**Exercise objective**
Retype the lines of the material below, starting at the line that contains "the chair armrest" and continuing through the line that contains "(602, 1104)", both included, with no changes.

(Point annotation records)
====
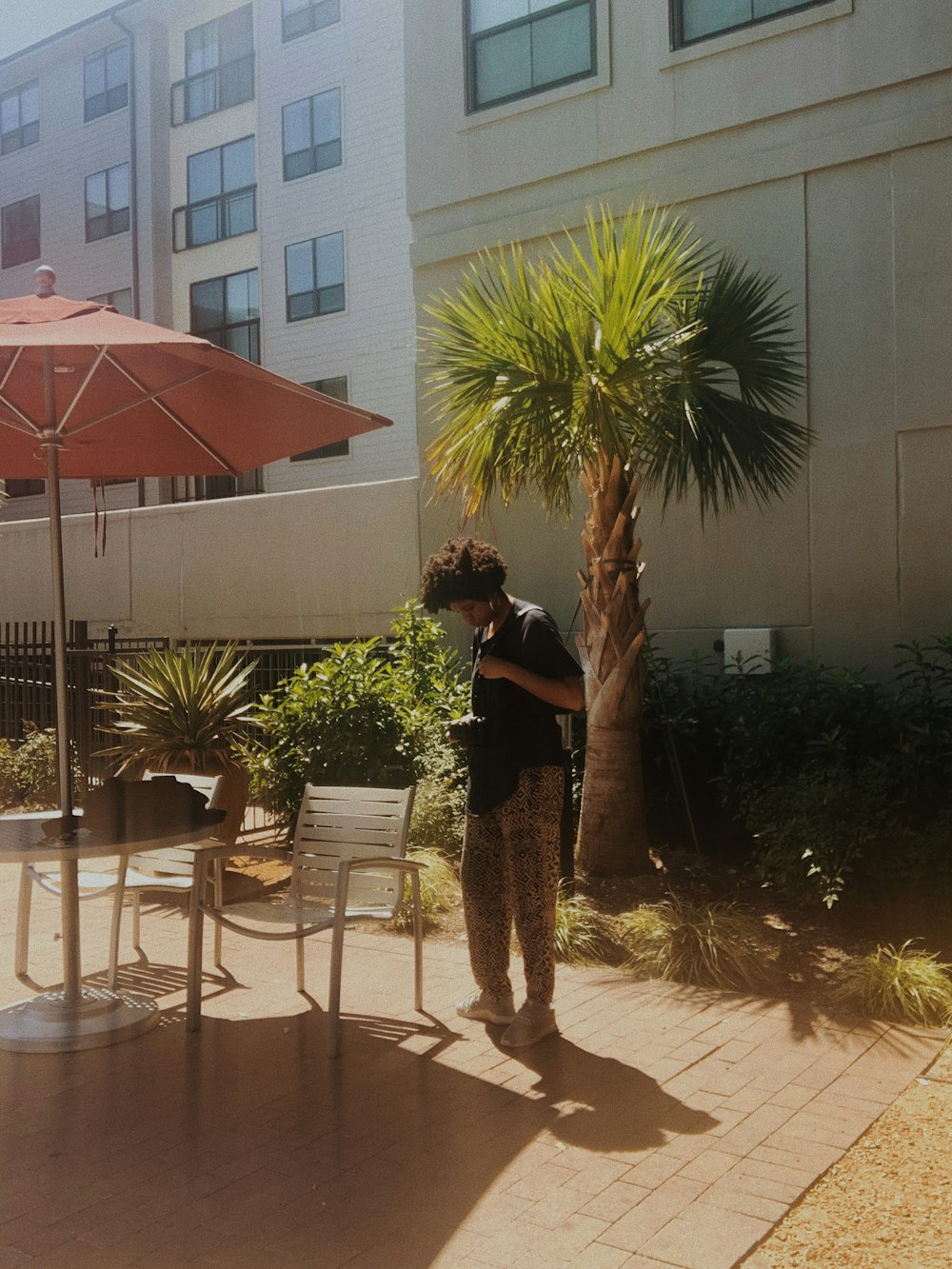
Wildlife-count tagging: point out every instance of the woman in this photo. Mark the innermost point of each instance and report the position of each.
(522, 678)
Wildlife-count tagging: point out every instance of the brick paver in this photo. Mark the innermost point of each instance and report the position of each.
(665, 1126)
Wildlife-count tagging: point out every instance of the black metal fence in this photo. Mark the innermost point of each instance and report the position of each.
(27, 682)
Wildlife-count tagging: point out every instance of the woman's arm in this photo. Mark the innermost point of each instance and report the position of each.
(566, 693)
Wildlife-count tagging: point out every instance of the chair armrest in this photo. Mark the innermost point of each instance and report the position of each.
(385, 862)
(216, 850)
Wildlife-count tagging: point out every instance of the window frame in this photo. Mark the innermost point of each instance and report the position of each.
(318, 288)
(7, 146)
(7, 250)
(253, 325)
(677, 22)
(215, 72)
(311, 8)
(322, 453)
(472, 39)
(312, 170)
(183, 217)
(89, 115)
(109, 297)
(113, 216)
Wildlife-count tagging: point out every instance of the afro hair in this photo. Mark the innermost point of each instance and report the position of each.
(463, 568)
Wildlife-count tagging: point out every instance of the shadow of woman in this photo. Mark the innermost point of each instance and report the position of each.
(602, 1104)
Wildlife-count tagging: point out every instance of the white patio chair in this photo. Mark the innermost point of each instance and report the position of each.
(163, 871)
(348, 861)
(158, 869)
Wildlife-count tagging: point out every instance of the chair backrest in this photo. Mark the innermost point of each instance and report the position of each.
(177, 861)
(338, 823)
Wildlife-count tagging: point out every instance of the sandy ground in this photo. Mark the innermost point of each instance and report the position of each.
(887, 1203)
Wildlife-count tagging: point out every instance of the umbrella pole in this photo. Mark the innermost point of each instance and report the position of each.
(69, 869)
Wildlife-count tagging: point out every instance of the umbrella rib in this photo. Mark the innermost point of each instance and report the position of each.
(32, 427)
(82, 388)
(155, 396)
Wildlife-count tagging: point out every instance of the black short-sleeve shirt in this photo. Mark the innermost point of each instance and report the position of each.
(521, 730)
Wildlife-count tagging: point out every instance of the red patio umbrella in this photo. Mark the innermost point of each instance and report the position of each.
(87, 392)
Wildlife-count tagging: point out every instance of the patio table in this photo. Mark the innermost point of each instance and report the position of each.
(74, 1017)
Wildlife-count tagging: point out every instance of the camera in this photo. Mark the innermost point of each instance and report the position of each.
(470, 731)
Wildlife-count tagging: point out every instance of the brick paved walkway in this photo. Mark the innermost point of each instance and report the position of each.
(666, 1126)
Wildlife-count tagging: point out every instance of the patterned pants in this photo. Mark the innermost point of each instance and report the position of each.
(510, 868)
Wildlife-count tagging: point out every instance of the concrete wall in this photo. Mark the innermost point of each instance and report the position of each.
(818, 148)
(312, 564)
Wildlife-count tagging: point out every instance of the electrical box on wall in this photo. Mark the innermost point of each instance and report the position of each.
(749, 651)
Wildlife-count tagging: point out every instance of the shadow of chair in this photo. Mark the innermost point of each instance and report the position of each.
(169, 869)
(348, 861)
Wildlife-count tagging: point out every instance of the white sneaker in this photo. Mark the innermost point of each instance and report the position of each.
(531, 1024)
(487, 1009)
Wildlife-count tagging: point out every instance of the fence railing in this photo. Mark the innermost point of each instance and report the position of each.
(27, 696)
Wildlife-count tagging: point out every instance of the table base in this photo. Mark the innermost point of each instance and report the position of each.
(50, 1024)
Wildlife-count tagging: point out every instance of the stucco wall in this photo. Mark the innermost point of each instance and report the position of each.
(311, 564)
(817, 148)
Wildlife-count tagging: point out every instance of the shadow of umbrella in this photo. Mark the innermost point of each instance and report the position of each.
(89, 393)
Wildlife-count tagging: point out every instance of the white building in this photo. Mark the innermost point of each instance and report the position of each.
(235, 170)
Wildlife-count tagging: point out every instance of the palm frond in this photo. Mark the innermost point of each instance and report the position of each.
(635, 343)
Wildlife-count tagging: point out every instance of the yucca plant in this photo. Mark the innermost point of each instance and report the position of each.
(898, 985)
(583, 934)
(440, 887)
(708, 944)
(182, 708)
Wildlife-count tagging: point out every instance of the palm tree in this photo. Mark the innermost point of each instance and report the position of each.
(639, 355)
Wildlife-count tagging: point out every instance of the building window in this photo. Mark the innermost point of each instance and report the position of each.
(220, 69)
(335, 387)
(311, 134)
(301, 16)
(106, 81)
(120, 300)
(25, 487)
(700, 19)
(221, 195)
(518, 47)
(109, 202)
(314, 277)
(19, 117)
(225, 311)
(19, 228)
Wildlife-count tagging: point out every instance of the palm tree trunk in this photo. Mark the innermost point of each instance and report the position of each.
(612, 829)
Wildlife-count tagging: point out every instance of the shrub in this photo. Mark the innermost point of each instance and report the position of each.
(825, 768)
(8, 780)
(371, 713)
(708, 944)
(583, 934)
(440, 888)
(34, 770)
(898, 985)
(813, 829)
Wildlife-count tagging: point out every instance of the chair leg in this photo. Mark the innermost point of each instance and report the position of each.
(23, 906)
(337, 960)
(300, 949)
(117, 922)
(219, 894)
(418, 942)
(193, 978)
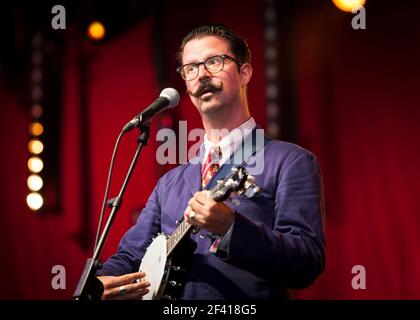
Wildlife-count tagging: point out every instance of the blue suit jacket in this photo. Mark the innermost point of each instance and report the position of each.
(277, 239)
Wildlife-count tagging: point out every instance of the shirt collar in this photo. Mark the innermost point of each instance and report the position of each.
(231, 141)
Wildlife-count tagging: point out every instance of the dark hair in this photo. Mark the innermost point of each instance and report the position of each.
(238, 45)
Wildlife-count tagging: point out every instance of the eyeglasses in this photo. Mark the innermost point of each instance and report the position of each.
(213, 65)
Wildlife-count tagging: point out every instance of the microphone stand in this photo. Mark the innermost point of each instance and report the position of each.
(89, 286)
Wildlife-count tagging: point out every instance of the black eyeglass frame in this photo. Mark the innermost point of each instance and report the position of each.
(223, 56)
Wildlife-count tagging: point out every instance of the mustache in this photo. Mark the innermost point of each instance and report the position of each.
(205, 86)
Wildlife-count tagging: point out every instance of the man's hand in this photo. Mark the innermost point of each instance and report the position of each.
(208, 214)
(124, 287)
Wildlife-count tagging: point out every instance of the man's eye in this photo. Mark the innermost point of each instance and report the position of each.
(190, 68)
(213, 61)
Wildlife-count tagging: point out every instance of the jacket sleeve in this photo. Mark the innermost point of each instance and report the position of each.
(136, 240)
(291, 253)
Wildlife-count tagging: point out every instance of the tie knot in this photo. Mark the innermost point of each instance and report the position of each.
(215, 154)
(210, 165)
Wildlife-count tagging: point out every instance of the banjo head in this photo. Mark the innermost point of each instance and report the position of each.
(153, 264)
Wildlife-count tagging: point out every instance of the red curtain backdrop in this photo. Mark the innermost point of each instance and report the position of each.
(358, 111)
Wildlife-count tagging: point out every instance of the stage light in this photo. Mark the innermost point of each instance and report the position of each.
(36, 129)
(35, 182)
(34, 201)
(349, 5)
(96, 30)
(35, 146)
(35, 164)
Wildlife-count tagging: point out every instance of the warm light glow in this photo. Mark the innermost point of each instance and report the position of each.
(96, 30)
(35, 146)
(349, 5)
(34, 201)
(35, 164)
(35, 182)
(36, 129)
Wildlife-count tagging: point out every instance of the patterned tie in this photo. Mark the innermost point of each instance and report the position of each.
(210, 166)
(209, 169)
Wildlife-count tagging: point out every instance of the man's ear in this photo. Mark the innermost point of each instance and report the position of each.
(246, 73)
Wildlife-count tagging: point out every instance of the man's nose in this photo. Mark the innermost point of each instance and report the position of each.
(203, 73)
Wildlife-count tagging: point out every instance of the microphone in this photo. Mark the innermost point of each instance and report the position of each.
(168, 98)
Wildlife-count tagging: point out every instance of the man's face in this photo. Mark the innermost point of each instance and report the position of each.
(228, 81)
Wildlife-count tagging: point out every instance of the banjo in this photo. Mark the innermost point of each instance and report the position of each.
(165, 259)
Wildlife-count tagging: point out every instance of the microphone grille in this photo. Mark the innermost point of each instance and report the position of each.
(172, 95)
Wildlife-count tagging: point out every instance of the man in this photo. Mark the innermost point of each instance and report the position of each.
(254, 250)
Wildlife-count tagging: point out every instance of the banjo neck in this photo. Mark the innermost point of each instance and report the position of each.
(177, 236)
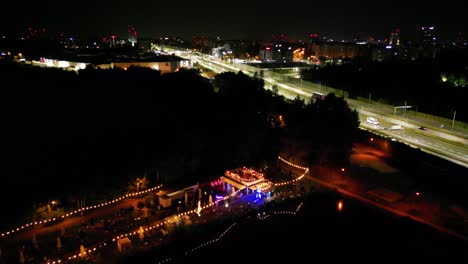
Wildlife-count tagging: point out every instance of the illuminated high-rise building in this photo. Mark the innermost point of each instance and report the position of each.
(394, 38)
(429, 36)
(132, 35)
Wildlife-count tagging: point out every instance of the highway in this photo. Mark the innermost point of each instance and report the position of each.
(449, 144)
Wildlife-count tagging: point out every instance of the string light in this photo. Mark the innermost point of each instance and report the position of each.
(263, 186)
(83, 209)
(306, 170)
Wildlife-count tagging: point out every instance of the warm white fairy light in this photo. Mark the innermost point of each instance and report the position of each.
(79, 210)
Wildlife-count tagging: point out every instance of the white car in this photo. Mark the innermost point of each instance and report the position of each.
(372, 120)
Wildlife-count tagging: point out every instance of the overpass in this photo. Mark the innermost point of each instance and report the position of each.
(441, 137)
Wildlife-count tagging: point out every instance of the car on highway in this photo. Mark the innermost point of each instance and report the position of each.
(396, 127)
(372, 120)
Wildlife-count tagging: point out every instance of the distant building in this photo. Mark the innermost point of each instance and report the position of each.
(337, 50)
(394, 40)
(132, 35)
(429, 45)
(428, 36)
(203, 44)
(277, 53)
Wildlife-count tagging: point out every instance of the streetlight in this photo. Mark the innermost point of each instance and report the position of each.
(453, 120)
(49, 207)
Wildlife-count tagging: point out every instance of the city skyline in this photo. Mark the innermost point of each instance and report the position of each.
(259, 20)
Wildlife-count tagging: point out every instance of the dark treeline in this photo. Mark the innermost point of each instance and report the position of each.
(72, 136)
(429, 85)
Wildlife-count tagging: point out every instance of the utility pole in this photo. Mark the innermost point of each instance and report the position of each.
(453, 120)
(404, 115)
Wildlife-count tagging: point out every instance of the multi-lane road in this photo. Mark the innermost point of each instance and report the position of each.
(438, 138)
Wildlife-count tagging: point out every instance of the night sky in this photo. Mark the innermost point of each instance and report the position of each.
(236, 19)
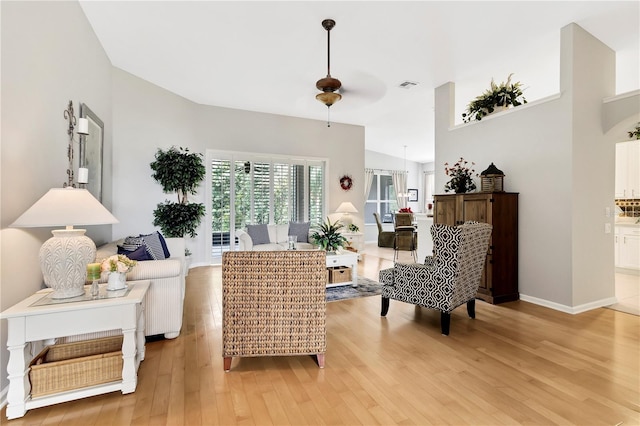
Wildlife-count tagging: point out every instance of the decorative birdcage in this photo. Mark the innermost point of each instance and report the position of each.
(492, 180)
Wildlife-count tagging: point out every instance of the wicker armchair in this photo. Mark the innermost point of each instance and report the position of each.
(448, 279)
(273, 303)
====
**Exercise output**
Wildlife-count tagging: point out every instance of the chair armrest in this photo. Mark the innermost point of each instance and report the position of each.
(385, 862)
(216, 850)
Wildlife-count tagging: point out every instance of the window frame in this photo. Mark the innermost point of each instance and report the position of each.
(318, 288)
(7, 146)
(7, 250)
(253, 325)
(677, 22)
(215, 72)
(311, 8)
(322, 453)
(472, 39)
(312, 170)
(183, 217)
(89, 115)
(109, 297)
(113, 216)
Wildlife-count tagging: point out every instance of the afro hair in this photo. Mark the innermost point of each instance and report the position of each.
(463, 568)
Wildlife-count tagging: point out every instance of the shadow of woman in this photo. Mark the innermost point of each instance and report the position of each.
(602, 1104)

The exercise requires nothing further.